CHALLENGE A: How many lines of the listing contain the string "outboard", with case counting? Reply with the number alone.

PAGE EXTRACT:
***

Using UDP as the transport protocol, AppFlow transmits the collected data, called flow records, to one or more IPv4 collectors. The collectors aggregate the flow records and generate real-time or historical reports.
AppFlow provides visibility at the transaction level for HTTP, SSL, TCP, SSL_TCP flows, and HDX Insight flows. You can sample and filter the flow types that you want to monitor.
Note
For more information on HDX Insight, see HDX Insight.
AppFlow use actions and policies to send records for a selected flow to specific set of collectors. An AppFlow action specifies which set of collectors receive the AppFlow records. Policies, which are based on Advanced expressions can be configured to select flows for which flow records are sent to the collectors specified by the associated AppFlow action.
To limit the types of flows, you can enable AppFlow for a virtual server. AppFlow can also provide statistics for the virtual server.
You can also enable AppFlow for a specific service, representing an application server, and monitor the traffic to that application server.
Note: This feature is supported only on NetScaler nCore builds.
How AppFlow Works
In the most common deployment scenario, inbound traffic flows to a Virtual IP address (VIP) on the NetScaler appliance and is load balanced to a server. Outbound traffic flows from the server to a mapped or subnet IP address on the NetScaler and from the VIP to the client. A flow is a unidirectional collection of IP packets identified by the following five tuples: sourceIP, sourcePort, destIP, destPort, and protocol.
The following figure describes how the AppFlow feature works.
Figure 1. NetScaler Flow Sequence
As shown in the figure, the network flow identifiers for each leg of a transaction depend on the direction of the traffic.
The different flows that form a flow record are:
Flow1: <Client-IP, Client-Port, VIP-IP, VIP-port, Protocol>
Flow2: <NS-MIP/SNIP, NS-port, Server-IP, Server-Port, Protocol>
Flow3: <Server-IP, Server-Port, NS-MIP/SNIP, NS-Port, Protocol>
Flow4: <VIP-IP, VIP-port, Client-IP, Client-Port, Protocol>
To help the collector link all four flows in a transaction, AppFlow adds a custom transactionID element to each flow. For application-level content switching, such as HTTP, it is possible for a single client TCP connection to be load balanced to different back end TCP connections for each request. AppFlow provides a set of records for each transaction.

***

SOURCE RECORDS:
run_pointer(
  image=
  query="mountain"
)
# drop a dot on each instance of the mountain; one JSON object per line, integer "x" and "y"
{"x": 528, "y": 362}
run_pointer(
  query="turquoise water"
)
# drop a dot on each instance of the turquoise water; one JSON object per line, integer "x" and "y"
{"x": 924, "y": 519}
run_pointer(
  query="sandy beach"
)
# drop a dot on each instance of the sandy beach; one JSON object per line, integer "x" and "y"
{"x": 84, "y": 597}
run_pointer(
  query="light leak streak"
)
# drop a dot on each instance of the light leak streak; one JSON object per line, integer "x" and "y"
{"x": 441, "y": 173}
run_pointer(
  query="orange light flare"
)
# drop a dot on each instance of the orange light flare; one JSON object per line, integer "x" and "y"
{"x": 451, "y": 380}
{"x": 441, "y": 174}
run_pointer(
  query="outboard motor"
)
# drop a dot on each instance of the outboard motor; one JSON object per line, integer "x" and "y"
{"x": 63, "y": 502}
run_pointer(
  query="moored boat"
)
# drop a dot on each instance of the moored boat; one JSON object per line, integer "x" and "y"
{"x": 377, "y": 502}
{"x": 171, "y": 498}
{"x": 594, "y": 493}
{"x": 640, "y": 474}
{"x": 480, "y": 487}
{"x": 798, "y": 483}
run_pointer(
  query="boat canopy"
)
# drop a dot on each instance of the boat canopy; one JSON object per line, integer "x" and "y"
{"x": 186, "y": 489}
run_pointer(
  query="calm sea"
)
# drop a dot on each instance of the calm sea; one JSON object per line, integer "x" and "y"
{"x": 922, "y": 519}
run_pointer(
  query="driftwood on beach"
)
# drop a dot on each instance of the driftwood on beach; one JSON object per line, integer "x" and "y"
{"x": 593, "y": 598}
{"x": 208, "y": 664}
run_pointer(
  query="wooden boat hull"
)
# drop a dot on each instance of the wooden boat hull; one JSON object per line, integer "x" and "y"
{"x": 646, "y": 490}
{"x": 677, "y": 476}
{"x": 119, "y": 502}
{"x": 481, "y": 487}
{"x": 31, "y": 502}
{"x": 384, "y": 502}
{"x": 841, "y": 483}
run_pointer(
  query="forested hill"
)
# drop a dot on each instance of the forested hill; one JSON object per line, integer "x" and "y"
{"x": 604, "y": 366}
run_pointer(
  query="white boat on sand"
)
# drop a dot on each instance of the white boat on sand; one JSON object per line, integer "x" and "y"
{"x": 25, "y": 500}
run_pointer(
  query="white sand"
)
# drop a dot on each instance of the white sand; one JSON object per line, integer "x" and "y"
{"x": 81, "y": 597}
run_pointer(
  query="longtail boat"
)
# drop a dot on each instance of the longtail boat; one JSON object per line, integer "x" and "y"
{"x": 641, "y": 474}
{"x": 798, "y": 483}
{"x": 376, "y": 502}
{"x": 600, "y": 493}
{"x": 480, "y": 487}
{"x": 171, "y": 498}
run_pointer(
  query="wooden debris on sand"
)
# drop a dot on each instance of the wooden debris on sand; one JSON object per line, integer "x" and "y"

***

CHALLENGE B: In two sentences, how would you sum up the AppFlow extract?

COMPLETE RESPONSE A: 2

COMPLETE RESPONSE B: AppFlow sends flow records over UDP to one or more IPv4 collectors, which aggregate them into real-time or historical reports. AppFlow actions and policies select which flows are reported to which collectors, and AppFlow adds a custom transactionID element to each of a transaction's four flows to help the collector link them.